EXCERPTED TEXT:
^^^^

= Sue Grimmond =

New Zealand scientist and researcher

Christine Susan Betham Grimmond is a New Zealand scientist and professor of urban meteorology at the University of Reading. She has also held the post of Met Office Joint Chair. Grimmond is a pioneer of the fields of urban meteorology and micrometerology, which deal with the atmospheric boundary layer.

== Education and early career ==
Grimmond completed her BSc in physical geography at the University of Otago, Dunedin, New Zealand in 1980. In 1984, she obtained an MSc in physical geography, specialising in climatology and hydrology, from the University of British Columbia, Vancouver, Canada. She completed her PhD on evapotranspiration of urban areas at the University of British Columbia in 1989.

In 1989, Grimmond took up an assistant professor post at Indiana University, USA. In 2006 she was appointed professor and chair of physical geography in the Environmental Monitoring & Modelling Group of King's College London, UK. In 2013 she took up the post of professor of meteorology at the University of Reading.

Grimmond has undertaken visiting scientist positions at Tsinghua University, Chongqing University and Shanghai Institute of Meteorological Sciences (China), National University of Singapore (Singapore), the CSIRO Centre for Marine & Atmospheric Research (Australia), University of Gothenburg (Sweden), University of Tokyo (Japan) and Monash University (Australia).

^^^^

PROVIDED RECORDS:
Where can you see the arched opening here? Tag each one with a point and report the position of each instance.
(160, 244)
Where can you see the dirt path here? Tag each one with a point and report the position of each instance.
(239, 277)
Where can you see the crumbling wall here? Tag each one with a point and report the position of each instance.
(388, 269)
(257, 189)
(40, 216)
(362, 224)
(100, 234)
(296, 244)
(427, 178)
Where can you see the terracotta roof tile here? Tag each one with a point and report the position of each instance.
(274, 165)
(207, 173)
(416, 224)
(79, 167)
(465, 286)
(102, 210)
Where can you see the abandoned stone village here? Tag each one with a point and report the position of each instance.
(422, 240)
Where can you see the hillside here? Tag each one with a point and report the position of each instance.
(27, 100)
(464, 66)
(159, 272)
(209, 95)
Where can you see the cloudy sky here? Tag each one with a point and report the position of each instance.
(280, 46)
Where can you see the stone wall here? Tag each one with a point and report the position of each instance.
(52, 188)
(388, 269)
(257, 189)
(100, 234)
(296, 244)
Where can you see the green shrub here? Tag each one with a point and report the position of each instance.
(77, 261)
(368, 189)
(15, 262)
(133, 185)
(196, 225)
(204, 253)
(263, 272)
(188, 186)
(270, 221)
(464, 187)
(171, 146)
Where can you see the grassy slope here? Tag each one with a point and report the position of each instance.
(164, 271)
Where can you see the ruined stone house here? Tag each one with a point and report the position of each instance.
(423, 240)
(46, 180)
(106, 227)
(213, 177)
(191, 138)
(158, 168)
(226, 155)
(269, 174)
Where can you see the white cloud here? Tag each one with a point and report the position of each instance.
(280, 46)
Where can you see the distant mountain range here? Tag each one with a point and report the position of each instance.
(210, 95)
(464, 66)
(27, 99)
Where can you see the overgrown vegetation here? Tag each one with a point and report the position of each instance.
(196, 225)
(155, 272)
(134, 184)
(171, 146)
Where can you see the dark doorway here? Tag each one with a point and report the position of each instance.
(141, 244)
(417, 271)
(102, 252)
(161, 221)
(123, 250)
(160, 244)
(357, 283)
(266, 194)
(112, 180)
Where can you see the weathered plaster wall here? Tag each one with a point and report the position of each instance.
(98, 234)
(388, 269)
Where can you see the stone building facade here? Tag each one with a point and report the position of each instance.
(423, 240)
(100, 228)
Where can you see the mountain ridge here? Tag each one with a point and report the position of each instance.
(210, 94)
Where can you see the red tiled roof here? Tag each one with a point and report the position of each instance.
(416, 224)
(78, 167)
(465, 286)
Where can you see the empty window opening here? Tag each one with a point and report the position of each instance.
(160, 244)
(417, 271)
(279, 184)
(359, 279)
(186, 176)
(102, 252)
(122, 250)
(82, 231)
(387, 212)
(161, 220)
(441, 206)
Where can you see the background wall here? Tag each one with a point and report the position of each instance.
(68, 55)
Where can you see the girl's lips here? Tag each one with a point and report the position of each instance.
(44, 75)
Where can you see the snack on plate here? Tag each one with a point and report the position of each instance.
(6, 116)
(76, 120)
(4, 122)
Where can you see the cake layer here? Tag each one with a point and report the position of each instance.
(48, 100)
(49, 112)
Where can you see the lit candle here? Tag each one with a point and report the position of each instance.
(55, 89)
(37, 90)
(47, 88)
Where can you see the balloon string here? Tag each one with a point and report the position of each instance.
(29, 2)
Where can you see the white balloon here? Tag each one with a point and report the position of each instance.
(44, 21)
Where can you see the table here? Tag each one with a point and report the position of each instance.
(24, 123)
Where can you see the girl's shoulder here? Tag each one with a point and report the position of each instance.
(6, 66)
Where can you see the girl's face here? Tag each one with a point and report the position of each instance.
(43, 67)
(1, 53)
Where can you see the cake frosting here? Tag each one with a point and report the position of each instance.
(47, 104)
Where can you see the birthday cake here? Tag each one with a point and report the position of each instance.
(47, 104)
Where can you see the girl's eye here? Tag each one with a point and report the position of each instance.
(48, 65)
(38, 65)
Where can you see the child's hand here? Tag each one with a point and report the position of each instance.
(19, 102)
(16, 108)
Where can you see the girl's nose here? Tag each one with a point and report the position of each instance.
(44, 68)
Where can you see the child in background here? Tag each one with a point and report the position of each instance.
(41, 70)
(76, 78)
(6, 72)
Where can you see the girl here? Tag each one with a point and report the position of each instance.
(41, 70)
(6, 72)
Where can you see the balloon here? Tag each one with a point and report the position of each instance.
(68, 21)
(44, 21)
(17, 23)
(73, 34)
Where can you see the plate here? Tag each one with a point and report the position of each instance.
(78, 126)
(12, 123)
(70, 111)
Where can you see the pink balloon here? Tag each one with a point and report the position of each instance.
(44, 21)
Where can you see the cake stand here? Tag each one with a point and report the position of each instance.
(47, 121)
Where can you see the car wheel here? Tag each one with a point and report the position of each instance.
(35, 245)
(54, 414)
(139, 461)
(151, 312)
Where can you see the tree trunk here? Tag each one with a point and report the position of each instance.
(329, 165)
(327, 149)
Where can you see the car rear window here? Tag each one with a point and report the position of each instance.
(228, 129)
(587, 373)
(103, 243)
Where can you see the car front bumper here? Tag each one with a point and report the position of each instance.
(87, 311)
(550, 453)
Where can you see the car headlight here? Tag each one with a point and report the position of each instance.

^^^^

EXERCISE: Please continue the biography of Sue Grimmond above, starting right after its final sentence.

ANSWER TO THIS TASK:
== Research interests ==
Grimmond has contributed to wide range of topics within boundary layer and urban meteorology, publishing around 260 papers which have attracted approximately 34,000 citations, generating a h-index of 96. She has been particularly influential in understanding the effects of urbanisation on climate and the representation of urban environments within climate and weather simulations.

== Awards and honours ==
- 2025, Fellow of the Royal Society
- 2024 Silver Medal, European Meteorological Society
- 2022 Sergei Zilitinkevich Award, European Meteorological Society
- 2020 Symons Gold Medal, Royal Meteorological Society
- 2013 Chair of the World Meteorological Organization Expert Team on Urban and Building Climatology
- 2012 Ernest Frolich Fellowship, CSIRO Marine and Atmospheric Sciences, Australia
- 2009 Luke Howard Award for outstanding contributions to the field of urban climatology, International Association for Urban Climate
- 2009 Helmut E Landsberg Award, American Meteorological Society for "contributions that have greatly advanced urban meteorology & urban climate sciences, and for sustained & effective leadership that has energized the urban climate research community"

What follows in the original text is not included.